▶ **Problem requirements**
With pictures left out, output exactly the lines from the line holding "Target: sunlit grass" through the end of the data, both included.

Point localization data
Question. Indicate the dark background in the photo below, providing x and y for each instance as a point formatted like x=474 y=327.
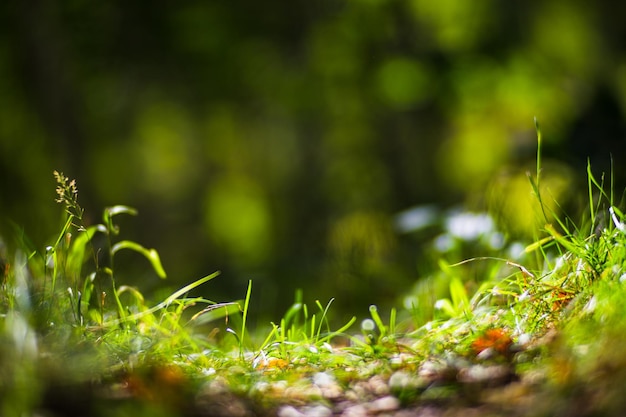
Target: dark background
x=277 y=140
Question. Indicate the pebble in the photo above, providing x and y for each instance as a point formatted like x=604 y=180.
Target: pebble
x=388 y=403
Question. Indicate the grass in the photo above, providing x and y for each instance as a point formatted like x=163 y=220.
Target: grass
x=535 y=334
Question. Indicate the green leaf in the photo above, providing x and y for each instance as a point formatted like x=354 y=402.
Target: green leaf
x=151 y=254
x=110 y=212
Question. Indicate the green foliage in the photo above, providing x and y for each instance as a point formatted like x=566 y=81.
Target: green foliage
x=481 y=322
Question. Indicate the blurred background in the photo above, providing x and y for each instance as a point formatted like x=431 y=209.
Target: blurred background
x=304 y=144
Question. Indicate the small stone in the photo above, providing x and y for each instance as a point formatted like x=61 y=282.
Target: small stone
x=289 y=411
x=317 y=411
x=388 y=403
x=355 y=411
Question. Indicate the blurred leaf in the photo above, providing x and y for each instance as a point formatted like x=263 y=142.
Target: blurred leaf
x=151 y=254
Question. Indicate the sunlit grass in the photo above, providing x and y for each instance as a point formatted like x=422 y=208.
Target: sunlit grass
x=545 y=317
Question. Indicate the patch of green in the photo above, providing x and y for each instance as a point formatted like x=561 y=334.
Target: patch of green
x=516 y=329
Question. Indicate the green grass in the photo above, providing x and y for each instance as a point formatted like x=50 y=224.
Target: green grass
x=539 y=333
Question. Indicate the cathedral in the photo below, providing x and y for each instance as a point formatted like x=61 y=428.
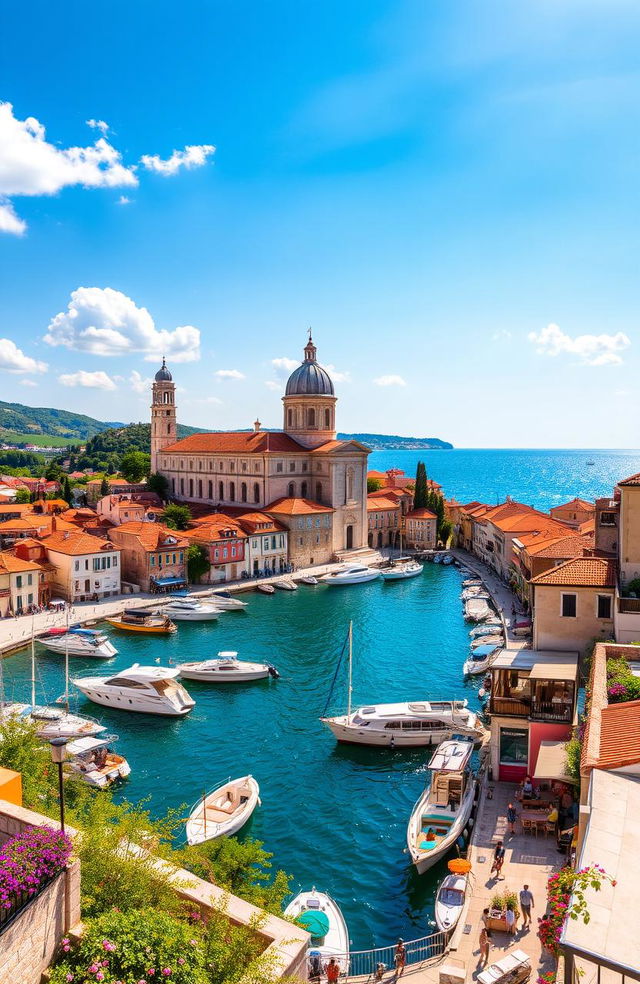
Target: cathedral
x=302 y=471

▶ **Task output**
Target: sunlit grass
x=545 y=317
Question. Indicate the patch of green in the photo above, providing x and y for each instance as a point formatted like x=561 y=334.
Target: patch of green
x=516 y=329
Question. Indicate the green grass in the photo above, providing x and y for each instance as a point formatted like x=50 y=224.
Target: green grass
x=539 y=333
Question. Indicate the cathedral in the photo below, providing x and y for each instance as a point formatted like x=61 y=428.
Target: cathedral
x=302 y=471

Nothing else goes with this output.